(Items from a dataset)
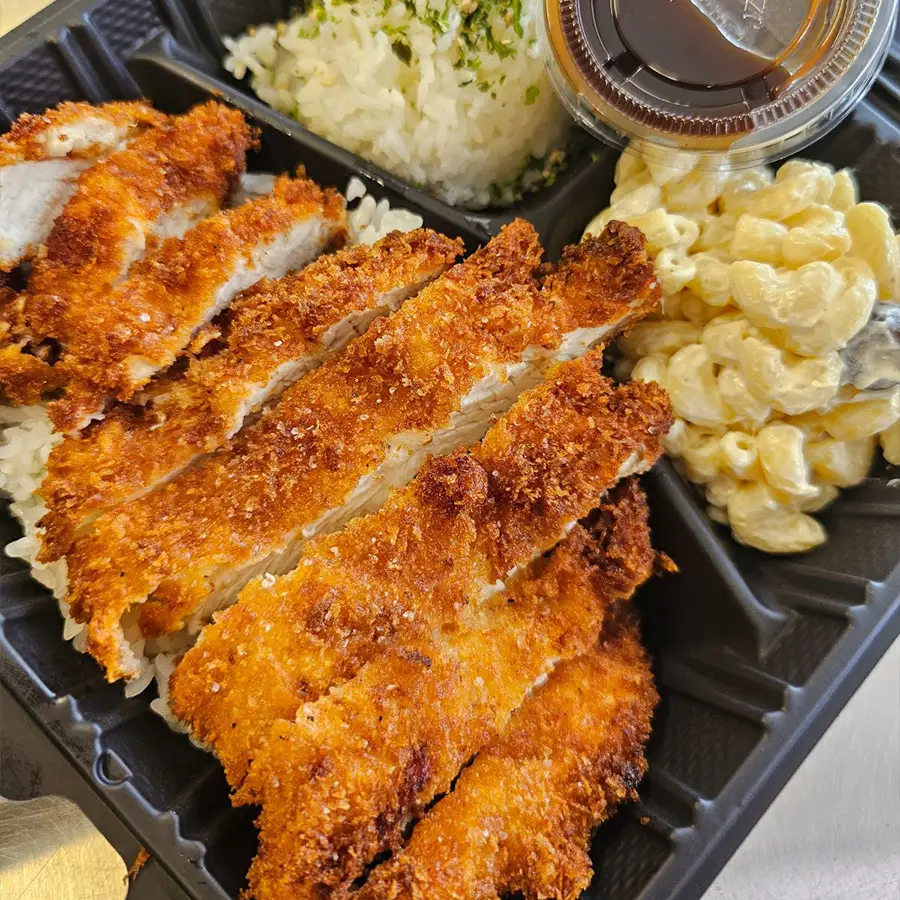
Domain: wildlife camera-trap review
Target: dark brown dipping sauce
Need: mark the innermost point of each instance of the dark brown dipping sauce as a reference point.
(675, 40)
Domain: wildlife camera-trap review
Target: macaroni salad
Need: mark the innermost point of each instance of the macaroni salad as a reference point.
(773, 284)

---

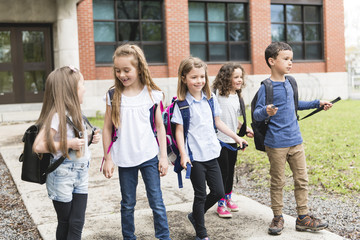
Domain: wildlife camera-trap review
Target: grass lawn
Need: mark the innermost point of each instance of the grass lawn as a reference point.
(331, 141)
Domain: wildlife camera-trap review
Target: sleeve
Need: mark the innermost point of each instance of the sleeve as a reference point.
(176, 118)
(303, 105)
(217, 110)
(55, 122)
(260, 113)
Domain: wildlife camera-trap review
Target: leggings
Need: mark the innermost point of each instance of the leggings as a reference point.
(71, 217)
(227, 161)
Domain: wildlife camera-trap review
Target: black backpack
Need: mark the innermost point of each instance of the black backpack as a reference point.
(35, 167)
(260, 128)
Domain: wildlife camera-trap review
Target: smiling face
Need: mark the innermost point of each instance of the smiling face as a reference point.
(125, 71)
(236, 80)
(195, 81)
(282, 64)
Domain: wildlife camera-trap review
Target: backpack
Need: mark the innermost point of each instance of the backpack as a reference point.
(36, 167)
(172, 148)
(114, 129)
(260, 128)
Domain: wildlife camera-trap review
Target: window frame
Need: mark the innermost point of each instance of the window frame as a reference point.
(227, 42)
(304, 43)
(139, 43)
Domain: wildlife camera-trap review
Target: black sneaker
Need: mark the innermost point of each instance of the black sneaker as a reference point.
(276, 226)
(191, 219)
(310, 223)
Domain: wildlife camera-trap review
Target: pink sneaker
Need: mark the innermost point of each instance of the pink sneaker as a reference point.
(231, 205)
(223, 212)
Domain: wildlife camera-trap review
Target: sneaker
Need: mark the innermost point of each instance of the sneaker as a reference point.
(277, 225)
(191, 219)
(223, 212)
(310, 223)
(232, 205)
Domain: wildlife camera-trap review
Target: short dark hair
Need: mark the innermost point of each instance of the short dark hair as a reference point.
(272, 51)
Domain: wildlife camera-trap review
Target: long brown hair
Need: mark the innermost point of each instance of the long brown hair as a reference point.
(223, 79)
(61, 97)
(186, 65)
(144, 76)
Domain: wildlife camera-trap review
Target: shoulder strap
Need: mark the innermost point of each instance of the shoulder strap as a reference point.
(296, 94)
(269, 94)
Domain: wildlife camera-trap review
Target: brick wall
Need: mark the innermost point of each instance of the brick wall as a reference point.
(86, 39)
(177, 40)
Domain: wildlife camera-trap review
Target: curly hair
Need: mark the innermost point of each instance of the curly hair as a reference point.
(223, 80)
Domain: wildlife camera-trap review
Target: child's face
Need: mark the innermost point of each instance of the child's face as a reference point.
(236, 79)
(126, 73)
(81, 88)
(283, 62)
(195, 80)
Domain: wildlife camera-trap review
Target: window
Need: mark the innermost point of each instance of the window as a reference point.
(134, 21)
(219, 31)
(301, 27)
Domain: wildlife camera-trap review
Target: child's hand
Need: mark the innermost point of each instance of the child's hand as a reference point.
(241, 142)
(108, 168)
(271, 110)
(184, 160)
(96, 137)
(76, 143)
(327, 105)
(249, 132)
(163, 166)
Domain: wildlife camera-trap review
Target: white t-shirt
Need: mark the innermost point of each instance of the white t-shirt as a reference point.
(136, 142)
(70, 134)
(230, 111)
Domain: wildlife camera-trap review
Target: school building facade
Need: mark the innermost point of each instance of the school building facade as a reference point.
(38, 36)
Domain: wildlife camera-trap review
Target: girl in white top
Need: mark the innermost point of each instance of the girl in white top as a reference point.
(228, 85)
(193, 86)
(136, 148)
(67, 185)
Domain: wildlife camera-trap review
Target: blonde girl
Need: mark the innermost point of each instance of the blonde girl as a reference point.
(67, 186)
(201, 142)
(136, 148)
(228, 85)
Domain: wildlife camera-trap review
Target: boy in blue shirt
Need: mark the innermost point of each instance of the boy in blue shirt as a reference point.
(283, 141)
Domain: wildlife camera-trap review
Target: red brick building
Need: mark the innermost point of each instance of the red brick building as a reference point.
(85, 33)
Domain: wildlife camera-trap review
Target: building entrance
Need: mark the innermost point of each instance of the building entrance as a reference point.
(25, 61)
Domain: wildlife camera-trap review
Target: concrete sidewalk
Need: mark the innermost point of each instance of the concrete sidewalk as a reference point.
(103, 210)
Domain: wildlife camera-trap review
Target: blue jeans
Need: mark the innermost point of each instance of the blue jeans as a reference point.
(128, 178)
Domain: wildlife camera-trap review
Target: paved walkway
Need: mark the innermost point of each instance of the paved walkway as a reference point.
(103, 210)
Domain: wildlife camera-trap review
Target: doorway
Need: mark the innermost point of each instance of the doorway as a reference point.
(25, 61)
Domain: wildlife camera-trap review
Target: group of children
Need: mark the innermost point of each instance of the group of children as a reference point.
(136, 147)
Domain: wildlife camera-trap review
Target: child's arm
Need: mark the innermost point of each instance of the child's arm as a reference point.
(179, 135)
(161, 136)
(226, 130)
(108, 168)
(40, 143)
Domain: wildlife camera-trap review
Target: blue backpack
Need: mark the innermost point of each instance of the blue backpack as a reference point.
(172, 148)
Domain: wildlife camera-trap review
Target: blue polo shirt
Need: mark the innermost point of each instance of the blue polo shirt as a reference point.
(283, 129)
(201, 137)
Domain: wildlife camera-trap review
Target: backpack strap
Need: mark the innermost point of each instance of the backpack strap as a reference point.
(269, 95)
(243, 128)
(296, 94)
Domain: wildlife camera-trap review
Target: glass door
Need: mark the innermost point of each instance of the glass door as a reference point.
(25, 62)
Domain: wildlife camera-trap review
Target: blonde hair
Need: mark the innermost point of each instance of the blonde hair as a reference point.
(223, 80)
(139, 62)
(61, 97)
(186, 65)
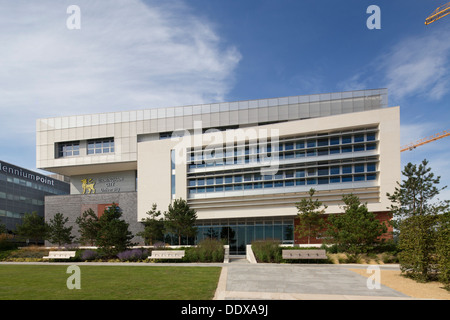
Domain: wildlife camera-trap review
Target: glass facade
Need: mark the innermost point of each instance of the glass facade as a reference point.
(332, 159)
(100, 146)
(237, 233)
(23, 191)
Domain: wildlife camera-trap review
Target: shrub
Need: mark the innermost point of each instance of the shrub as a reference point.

# What you will do
Among the records above, extract exactly the lines from the line with "Need: mark the innermost point of each instance of the smiling" to the line with "Target: sneaker", both lines included, and leave out the rest.

# Response to this task
Need: mark the innermost point of each instance of the smiling face as a reference point.
(125, 71)
(236, 80)
(195, 81)
(282, 64)
Domain: wildlife camera-trap review
Target: backpack
Need: mark the innermost point of each instance of the backpack as a reference point.
(36, 167)
(172, 148)
(114, 129)
(260, 128)
Domain: wildlife camera-trap review
Target: window frame
Need: mark the innermost point of each instance of the window frame as a reference point.
(227, 42)
(304, 43)
(139, 43)
Domain: wildlife camera-trap review
Target: black sneaker
Need: mark the innermost point of each instance of the black sneaker as a reference point.
(276, 226)
(191, 219)
(310, 223)
Domain: wildlife camera-trap review
Target: pink sneaker
Need: mark the innermost point of each instance of the pink sneaker as a reference point.
(231, 205)
(223, 212)
Domain: wildlife camera-trap review
Target: sneaker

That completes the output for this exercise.